(Data items)

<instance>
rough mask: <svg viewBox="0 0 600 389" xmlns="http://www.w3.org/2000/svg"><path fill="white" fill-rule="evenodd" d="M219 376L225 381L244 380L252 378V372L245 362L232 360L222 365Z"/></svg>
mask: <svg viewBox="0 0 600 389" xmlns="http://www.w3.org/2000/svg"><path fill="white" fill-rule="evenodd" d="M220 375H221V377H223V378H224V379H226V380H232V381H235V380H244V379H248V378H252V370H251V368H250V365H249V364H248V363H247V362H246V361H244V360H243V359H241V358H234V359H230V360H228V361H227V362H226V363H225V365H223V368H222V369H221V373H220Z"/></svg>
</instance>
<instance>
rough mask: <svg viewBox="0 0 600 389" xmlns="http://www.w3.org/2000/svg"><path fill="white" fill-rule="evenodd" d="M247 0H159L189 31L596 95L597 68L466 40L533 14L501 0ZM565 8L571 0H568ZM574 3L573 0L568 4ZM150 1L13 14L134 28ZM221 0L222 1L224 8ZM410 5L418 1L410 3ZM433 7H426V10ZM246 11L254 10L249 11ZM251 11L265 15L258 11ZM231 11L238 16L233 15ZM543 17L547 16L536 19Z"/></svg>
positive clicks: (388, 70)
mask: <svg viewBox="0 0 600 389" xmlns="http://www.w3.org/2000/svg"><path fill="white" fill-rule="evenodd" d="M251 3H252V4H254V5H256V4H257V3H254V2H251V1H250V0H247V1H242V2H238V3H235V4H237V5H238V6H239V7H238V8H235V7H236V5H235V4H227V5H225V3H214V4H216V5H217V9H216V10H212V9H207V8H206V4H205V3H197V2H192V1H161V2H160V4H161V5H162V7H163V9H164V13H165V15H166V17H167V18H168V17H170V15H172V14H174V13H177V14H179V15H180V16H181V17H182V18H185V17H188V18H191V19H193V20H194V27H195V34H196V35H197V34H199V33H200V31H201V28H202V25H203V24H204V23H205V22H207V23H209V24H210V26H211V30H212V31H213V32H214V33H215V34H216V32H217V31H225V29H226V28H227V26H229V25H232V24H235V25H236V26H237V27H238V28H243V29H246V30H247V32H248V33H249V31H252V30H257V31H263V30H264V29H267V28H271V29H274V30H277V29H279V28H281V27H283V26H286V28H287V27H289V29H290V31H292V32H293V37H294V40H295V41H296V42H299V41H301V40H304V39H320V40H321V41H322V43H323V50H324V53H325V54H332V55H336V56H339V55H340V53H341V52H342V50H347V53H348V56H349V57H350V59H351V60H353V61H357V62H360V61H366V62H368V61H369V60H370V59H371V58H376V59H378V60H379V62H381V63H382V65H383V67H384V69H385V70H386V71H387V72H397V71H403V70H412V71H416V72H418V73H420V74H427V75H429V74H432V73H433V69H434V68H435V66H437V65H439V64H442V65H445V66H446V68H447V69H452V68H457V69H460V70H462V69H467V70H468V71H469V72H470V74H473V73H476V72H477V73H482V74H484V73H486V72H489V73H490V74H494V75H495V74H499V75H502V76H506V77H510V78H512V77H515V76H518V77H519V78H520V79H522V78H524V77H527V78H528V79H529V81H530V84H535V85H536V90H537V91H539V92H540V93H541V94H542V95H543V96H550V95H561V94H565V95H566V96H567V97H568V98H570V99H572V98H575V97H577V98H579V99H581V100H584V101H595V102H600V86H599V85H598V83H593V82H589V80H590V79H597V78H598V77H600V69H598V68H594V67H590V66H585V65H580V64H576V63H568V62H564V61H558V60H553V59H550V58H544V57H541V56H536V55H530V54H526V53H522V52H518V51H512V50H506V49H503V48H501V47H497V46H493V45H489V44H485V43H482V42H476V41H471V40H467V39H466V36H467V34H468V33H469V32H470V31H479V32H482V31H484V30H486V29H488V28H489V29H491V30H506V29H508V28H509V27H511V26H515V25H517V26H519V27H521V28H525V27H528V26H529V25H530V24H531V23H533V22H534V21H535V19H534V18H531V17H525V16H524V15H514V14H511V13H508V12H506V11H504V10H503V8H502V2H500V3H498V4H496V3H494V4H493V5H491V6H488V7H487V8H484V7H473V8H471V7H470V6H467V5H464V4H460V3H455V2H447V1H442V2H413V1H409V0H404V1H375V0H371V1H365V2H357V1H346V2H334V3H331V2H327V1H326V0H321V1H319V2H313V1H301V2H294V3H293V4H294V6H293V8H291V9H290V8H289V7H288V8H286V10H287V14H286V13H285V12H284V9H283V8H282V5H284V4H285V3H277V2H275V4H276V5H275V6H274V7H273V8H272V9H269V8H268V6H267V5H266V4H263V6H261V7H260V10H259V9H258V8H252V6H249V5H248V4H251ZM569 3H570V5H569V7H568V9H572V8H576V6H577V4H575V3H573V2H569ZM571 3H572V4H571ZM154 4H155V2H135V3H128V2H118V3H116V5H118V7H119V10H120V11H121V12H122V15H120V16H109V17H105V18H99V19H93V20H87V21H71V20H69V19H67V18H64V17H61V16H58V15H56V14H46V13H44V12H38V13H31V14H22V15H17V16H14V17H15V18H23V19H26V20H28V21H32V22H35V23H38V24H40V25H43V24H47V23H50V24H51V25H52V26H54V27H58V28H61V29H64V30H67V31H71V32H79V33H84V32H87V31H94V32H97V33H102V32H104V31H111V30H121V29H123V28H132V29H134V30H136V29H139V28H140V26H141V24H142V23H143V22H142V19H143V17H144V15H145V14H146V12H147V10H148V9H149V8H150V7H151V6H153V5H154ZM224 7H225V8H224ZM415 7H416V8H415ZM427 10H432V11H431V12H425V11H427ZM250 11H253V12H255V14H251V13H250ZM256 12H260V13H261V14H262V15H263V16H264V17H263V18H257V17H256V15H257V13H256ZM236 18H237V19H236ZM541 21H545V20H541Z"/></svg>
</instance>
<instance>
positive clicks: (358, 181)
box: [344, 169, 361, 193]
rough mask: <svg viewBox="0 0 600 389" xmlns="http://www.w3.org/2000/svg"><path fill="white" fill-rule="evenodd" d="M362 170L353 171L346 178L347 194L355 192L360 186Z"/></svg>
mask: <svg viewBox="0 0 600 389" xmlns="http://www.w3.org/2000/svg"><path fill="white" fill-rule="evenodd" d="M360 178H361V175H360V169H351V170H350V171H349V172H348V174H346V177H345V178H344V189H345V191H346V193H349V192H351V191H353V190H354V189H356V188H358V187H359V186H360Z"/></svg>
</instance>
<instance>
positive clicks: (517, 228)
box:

- _PROMPT_
Repeat the data word for word.

- _SOLUTION TO THE PROBLEM_
<instance>
rough mask: <svg viewBox="0 0 600 389" xmlns="http://www.w3.org/2000/svg"><path fill="white" fill-rule="evenodd" d="M219 376L225 381L244 380L252 378V372L245 362L232 360L222 365Z"/></svg>
mask: <svg viewBox="0 0 600 389" xmlns="http://www.w3.org/2000/svg"><path fill="white" fill-rule="evenodd" d="M220 375H221V377H223V378H224V379H226V380H232V381H235V380H244V379H248V378H252V370H251V368H250V365H249V364H248V363H247V362H246V361H244V360H243V359H241V358H234V359H230V360H228V361H227V362H226V363H225V365H223V368H222V369H221V373H220Z"/></svg>
</instance>
<instance>
rough mask: <svg viewBox="0 0 600 389" xmlns="http://www.w3.org/2000/svg"><path fill="white" fill-rule="evenodd" d="M247 0H159L189 31L596 95L597 68L466 40L533 14L501 0ZM565 8L571 0H568ZM574 3L573 0L568 4ZM150 1L13 14L134 28ZM221 0L222 1L224 8ZM410 5L418 1L410 3ZM433 7H426V10ZM246 11L254 10L249 11ZM251 11L265 15L258 11ZM231 11L238 16L233 15ZM543 17L547 16L536 19Z"/></svg>
positive clicks: (388, 70)
mask: <svg viewBox="0 0 600 389" xmlns="http://www.w3.org/2000/svg"><path fill="white" fill-rule="evenodd" d="M251 3H252V4H254V5H256V4H257V3H254V2H251V1H250V0H247V1H242V2H238V3H235V4H237V5H238V6H239V7H238V8H235V7H236V5H235V4H227V5H225V3H214V4H216V5H217V9H216V10H212V9H207V8H206V4H205V3H197V2H192V1H161V2H160V4H161V5H162V7H163V9H164V13H165V15H166V17H167V18H168V17H170V15H172V14H174V13H177V14H179V15H180V16H181V17H182V18H185V17H188V18H191V19H193V20H194V27H195V34H196V35H197V34H199V33H200V31H201V28H202V25H203V24H204V23H205V22H207V23H209V24H210V26H211V30H212V31H213V32H214V33H215V34H216V32H217V31H225V29H226V28H227V26H229V25H232V24H235V25H236V26H237V27H238V28H243V29H246V30H247V32H248V33H249V31H252V30H257V31H263V30H264V29H267V28H271V29H274V30H277V29H279V28H281V27H283V26H286V28H287V27H289V29H290V31H292V32H293V37H294V40H295V41H296V42H299V41H301V40H304V39H320V40H321V41H322V43H323V50H324V53H325V54H332V55H336V56H339V55H340V53H341V52H342V50H347V53H348V56H349V57H350V59H351V60H353V61H357V62H360V61H366V62H368V61H369V60H370V59H371V58H376V59H378V60H379V62H381V63H382V65H383V67H384V69H385V70H386V71H387V72H397V71H403V70H412V71H416V72H418V73H420V74H427V75H429V74H432V73H433V69H434V68H435V66H437V65H439V64H442V65H445V66H446V68H447V69H452V68H457V69H460V70H462V69H467V70H468V71H469V72H470V74H473V73H476V72H477V73H482V74H484V73H486V72H489V73H490V74H494V75H495V74H499V75H502V76H506V77H510V78H512V77H515V76H518V77H519V78H520V79H522V78H524V77H527V78H528V79H529V81H530V84H535V85H536V90H537V91H539V92H540V93H541V94H542V95H543V96H550V95H561V94H565V95H566V96H567V97H568V98H570V99H572V98H575V97H577V98H579V99H581V100H584V101H595V102H600V86H599V85H598V83H593V82H589V80H590V79H597V78H598V77H600V69H598V68H594V67H590V66H585V65H580V64H576V63H568V62H564V61H558V60H553V59H550V58H544V57H541V56H536V55H530V54H526V53H522V52H518V51H512V50H506V49H503V48H501V47H497V46H493V45H489V44H485V43H482V42H476V41H471V40H467V39H466V36H467V34H468V33H469V32H470V31H479V32H482V31H484V30H486V29H488V28H489V29H491V30H506V29H508V28H509V27H511V26H515V25H517V26H519V27H521V28H525V27H528V26H529V25H530V24H531V23H533V22H534V21H535V19H534V18H531V17H525V16H524V15H514V14H511V13H508V12H506V11H504V10H503V8H502V2H500V3H498V4H496V3H494V4H493V5H491V6H488V7H487V8H484V7H473V8H471V7H470V6H467V5H464V4H460V3H455V2H447V1H442V2H413V1H409V0H404V1H375V0H371V1H365V2H357V1H346V2H334V3H331V2H327V1H326V0H321V1H319V2H313V1H301V2H294V3H293V4H294V6H293V8H291V9H290V8H289V7H288V8H286V10H287V14H286V13H285V12H284V9H283V8H282V5H284V4H285V3H277V2H275V4H276V5H275V6H274V7H273V8H272V9H269V8H268V6H267V5H266V4H263V6H261V7H260V10H259V9H258V8H252V6H249V5H248V4H251ZM569 3H570V5H569V7H568V9H572V8H576V6H577V4H575V3H573V2H569ZM571 3H572V4H571ZM154 4H155V2H135V3H128V2H118V3H116V5H118V7H119V10H120V11H121V12H122V15H120V16H109V17H105V18H99V19H93V20H87V21H71V20H69V19H67V18H64V17H61V16H58V15H56V14H46V13H44V12H38V13H31V14H22V15H17V16H14V17H15V18H23V19H26V20H28V21H32V22H35V23H38V24H40V25H43V24H47V23H50V24H51V25H52V26H54V27H58V28H61V29H64V30H67V31H71V32H79V33H84V32H87V31H94V32H97V33H102V32H104V31H111V30H121V29H123V28H132V29H134V30H136V29H139V28H140V26H141V24H142V23H143V22H142V19H143V17H144V15H145V14H146V12H147V10H148V9H149V8H150V7H151V6H153V5H154ZM224 7H225V8H224ZM415 7H416V8H415ZM427 10H432V11H431V12H425V11H427ZM250 11H253V12H255V14H251V13H250ZM256 12H260V13H261V14H262V15H263V16H264V17H263V18H257V17H256V15H257V13H256ZM236 18H237V19H236ZM541 21H545V20H541Z"/></svg>
</instance>
<instance>
positive clicks: (358, 181)
box: [344, 169, 361, 193]
rough mask: <svg viewBox="0 0 600 389" xmlns="http://www.w3.org/2000/svg"><path fill="white" fill-rule="evenodd" d="M362 170L353 171L346 178L347 194L355 192L360 186Z"/></svg>
mask: <svg viewBox="0 0 600 389" xmlns="http://www.w3.org/2000/svg"><path fill="white" fill-rule="evenodd" d="M360 178H361V175H360V169H351V170H350V171H349V172H348V174H346V177H345V178H344V189H345V191H346V193H349V192H351V191H353V190H354V189H356V188H358V187H359V186H360Z"/></svg>
</instance>
<instance>
positive clicks: (517, 228)
box:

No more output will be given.